Return only the line containing "point: pale sandy soil" and each line after it, exactly as written, through the end of the records.

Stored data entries
# # # # # # #

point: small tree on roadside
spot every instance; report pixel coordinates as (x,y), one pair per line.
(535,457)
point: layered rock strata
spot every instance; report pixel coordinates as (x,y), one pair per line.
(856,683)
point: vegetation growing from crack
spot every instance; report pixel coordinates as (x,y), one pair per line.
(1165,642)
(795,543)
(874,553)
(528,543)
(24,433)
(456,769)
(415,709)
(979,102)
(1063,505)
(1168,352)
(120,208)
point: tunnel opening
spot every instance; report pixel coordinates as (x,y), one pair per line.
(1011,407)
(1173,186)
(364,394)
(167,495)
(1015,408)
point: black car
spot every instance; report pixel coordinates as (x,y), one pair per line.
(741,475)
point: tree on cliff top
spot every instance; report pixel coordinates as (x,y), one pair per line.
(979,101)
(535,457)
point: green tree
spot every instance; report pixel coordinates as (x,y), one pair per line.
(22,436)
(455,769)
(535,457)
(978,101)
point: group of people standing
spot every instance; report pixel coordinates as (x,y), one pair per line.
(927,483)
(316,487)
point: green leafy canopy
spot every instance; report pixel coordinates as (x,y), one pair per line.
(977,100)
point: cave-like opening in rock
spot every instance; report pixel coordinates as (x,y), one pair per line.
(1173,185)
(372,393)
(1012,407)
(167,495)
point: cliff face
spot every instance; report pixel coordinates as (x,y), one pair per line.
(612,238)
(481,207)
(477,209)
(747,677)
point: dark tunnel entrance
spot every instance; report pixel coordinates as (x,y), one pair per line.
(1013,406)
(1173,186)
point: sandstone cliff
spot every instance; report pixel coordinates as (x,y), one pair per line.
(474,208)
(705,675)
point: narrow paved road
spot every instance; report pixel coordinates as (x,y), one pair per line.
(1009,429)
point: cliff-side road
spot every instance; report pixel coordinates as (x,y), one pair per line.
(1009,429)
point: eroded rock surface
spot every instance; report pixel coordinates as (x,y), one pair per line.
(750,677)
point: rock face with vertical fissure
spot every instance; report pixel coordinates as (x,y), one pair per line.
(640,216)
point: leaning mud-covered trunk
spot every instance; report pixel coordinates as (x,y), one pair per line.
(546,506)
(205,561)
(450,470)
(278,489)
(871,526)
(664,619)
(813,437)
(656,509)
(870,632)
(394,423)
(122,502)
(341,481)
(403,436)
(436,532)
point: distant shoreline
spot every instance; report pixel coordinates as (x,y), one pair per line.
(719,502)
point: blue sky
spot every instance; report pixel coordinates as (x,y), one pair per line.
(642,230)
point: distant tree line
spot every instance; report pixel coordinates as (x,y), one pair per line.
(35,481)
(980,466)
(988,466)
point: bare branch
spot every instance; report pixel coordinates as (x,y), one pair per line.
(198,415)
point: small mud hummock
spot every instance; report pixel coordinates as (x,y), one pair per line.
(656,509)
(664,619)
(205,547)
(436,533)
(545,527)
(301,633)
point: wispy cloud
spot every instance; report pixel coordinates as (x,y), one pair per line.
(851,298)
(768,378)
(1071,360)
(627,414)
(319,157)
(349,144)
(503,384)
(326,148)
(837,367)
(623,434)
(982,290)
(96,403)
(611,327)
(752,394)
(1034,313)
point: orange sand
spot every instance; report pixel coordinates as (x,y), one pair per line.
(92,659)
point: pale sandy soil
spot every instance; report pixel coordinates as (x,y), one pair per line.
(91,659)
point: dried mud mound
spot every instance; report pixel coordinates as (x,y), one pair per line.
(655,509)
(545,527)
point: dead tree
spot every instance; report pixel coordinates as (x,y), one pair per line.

# # # # # # #

# TASK RESULT:
point: pale sandy soil
spot every instance; report pixel coordinates as (x,y), one pair per line.
(91,659)
point: dried mud mound
spot every instance; report pixel coordinates as (x,y), one pair per line.
(655,509)
(545,527)
point: dead tree
spot every instance; report pixel coordinates as (x,y), one pair per line.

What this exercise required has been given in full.